• [GIVEN ENTRIES]
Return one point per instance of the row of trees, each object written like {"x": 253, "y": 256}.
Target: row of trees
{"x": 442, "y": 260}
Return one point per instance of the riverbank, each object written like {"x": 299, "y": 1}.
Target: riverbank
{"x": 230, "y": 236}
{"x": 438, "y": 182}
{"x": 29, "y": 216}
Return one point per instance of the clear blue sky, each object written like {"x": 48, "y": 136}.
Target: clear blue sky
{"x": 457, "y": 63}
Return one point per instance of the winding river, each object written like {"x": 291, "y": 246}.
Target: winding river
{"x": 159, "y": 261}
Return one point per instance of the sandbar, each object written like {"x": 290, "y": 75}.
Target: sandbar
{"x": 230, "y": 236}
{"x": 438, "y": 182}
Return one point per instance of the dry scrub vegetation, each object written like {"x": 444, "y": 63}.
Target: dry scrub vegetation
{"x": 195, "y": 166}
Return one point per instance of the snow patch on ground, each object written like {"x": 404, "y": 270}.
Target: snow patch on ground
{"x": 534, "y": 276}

• [PROMPT] Reproduce the data from the line containing "Return one point per instance of the clear" through the end of the data, replacing "sandbar" with "gravel bar" and leaving everything else unchanged.

• [SOLUTION]
Return one point per instance of the clear blue sky, each object written like {"x": 48, "y": 136}.
Target: clear blue sky
{"x": 457, "y": 63}
Return one point per instance of the winding river, each object written like {"x": 291, "y": 246}.
Target: winding river
{"x": 159, "y": 261}
Return one point per instance of the gravel bar, each object written like {"x": 290, "y": 75}.
Target: gravel bar
{"x": 230, "y": 236}
{"x": 438, "y": 182}
Return one point per instance of the dry scrub vegetation, each object written like {"x": 444, "y": 63}.
Target: dry scrub vegetation
{"x": 195, "y": 166}
Return one point per instance of the snow patch on ground, each object written like {"x": 404, "y": 270}.
Target: snow patch on ground
{"x": 534, "y": 276}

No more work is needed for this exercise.